Objective ▸ Reproduce, unchanged and in full, the part of the data below that begins with the line containing "Place one point per instance of the person" and continues through the end of the data.

Excerpts of location labeling data ▸
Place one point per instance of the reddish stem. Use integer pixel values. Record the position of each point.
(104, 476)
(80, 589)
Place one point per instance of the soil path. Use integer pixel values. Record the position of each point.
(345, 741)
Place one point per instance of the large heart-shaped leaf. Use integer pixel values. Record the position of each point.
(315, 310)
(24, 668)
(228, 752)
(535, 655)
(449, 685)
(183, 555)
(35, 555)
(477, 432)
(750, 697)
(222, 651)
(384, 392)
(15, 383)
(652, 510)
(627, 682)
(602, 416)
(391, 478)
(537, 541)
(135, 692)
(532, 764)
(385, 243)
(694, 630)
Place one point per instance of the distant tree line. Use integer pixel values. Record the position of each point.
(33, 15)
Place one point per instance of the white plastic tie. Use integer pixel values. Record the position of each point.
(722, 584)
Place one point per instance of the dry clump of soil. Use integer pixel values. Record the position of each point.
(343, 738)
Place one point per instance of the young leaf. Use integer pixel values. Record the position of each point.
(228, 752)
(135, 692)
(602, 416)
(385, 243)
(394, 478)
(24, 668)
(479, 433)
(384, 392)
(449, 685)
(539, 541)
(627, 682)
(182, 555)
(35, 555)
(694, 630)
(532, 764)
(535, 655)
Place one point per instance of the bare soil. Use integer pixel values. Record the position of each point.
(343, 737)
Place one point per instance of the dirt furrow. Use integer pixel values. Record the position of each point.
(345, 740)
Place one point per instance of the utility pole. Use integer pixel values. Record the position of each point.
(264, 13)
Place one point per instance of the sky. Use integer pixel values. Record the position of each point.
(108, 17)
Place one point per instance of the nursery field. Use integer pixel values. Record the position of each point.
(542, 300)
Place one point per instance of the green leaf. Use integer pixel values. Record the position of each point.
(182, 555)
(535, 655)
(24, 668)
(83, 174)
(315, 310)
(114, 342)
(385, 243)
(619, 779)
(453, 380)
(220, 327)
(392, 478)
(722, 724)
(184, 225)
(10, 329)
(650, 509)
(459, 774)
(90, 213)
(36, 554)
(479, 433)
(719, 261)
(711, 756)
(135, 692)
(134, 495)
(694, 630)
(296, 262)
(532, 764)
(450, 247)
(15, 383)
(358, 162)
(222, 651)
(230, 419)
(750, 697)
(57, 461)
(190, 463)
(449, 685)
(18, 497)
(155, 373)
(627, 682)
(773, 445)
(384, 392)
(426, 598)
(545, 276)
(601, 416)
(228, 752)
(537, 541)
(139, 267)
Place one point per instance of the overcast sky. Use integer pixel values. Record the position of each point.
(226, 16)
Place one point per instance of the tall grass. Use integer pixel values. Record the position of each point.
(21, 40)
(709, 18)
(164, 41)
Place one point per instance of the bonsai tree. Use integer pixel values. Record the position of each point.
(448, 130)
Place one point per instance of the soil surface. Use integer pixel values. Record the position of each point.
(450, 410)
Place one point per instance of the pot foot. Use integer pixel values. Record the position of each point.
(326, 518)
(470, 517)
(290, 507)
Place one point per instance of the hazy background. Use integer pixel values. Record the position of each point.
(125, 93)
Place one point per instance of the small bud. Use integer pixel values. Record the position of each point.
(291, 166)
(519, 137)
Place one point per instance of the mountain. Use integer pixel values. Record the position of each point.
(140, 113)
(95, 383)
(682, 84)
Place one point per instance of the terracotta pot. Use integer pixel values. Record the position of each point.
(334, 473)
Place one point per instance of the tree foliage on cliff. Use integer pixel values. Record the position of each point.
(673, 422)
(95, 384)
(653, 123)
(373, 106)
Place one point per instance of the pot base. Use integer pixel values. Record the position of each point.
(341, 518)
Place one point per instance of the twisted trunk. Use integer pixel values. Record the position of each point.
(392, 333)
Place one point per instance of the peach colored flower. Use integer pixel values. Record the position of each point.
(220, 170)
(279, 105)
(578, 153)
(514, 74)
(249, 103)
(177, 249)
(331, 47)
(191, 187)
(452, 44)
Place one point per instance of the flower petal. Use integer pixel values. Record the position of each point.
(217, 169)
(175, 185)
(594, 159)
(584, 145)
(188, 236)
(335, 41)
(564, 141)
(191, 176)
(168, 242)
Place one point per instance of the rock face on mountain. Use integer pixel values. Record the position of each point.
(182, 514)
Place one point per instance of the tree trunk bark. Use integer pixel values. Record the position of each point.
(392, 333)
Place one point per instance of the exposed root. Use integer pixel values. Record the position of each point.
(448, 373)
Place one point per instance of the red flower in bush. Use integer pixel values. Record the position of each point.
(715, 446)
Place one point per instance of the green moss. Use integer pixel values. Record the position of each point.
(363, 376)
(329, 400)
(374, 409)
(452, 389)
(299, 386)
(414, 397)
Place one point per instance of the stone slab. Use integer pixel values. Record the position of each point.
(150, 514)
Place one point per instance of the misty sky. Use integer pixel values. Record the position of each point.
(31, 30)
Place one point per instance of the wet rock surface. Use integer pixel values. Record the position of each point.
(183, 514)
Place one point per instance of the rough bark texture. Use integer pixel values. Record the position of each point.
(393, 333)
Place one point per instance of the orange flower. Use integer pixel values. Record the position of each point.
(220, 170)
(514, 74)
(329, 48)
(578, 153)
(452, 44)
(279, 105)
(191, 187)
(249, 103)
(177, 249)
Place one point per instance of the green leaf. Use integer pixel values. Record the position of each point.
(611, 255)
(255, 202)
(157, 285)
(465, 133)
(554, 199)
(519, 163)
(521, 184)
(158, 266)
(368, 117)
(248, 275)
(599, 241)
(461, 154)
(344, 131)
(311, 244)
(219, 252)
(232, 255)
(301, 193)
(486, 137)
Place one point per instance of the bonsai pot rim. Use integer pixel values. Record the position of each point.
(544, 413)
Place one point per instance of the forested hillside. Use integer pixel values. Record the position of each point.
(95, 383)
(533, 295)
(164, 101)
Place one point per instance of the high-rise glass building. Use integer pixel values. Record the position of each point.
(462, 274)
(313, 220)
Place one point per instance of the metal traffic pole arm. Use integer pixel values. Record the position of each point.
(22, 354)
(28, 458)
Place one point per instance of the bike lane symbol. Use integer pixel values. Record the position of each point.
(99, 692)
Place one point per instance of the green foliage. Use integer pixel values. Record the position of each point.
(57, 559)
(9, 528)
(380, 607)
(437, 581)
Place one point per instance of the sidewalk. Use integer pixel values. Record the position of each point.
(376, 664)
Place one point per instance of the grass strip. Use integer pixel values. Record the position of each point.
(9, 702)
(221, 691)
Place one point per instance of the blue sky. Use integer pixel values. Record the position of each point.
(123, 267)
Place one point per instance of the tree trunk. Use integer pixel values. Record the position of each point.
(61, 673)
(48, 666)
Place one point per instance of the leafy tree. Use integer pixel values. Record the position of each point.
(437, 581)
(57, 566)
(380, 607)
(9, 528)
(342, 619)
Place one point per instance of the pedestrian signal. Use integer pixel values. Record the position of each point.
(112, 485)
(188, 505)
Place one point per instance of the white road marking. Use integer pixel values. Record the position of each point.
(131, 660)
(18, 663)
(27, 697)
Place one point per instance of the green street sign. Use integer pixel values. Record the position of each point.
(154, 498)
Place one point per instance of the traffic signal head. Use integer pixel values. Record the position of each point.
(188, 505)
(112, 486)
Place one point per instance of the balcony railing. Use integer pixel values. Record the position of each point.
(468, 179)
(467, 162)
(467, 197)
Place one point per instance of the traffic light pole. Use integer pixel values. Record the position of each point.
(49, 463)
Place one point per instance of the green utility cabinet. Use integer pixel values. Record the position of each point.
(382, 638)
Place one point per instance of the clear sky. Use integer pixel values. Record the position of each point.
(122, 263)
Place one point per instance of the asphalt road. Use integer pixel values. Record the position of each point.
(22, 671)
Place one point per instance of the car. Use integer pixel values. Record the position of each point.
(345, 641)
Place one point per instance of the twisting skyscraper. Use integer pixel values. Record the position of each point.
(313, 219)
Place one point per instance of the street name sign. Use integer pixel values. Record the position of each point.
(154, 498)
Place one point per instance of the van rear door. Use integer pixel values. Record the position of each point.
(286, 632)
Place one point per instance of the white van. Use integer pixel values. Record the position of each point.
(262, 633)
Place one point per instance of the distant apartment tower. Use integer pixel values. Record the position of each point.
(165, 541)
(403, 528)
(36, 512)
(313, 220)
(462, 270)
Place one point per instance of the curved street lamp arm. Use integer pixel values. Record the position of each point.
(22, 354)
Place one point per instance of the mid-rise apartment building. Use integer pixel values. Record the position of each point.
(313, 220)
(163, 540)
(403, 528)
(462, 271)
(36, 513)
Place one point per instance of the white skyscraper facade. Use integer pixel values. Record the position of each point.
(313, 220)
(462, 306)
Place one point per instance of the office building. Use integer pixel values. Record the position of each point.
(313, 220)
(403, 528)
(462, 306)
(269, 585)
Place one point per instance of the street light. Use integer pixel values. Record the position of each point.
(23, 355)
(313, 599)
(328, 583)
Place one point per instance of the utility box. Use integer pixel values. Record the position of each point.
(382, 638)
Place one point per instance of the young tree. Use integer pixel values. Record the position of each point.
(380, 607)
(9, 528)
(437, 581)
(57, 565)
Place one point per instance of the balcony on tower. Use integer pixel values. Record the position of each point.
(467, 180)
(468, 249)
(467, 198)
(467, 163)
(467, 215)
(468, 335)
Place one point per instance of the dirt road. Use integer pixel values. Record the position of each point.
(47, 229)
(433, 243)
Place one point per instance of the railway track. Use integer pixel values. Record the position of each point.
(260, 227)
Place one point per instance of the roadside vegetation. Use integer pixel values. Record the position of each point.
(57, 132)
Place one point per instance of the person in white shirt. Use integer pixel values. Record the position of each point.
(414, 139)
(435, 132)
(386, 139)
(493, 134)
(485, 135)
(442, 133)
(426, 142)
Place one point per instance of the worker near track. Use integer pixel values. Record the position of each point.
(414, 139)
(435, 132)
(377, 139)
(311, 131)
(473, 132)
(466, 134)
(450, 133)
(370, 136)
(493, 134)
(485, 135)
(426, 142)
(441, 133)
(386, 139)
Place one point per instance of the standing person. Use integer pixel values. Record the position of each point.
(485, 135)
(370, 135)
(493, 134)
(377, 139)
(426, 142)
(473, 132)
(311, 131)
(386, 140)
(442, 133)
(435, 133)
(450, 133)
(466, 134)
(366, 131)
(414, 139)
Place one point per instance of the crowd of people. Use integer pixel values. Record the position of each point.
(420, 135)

Task solution ▸
Place one point per instance of the person in white shirt. Use integer pixel values. Record the position of each point.
(414, 139)
(435, 132)
(386, 139)
(493, 134)
(485, 135)
(442, 133)
(426, 142)
Place one point per instance of the worker near track. Use integer pixel values. Record the position of each point.
(414, 139)
(435, 132)
(377, 139)
(311, 131)
(473, 132)
(466, 134)
(450, 133)
(370, 136)
(493, 134)
(485, 135)
(426, 142)
(441, 133)
(386, 139)
Place one point per instance of the standing person. Use integer pixel values. Record the position of each point.
(485, 135)
(370, 135)
(493, 134)
(377, 139)
(426, 142)
(473, 132)
(311, 131)
(386, 140)
(442, 133)
(435, 133)
(450, 133)
(466, 134)
(366, 131)
(414, 139)
Place one point per instance of the crowd of people. Use integer pixel values. Record the position of each point.
(420, 135)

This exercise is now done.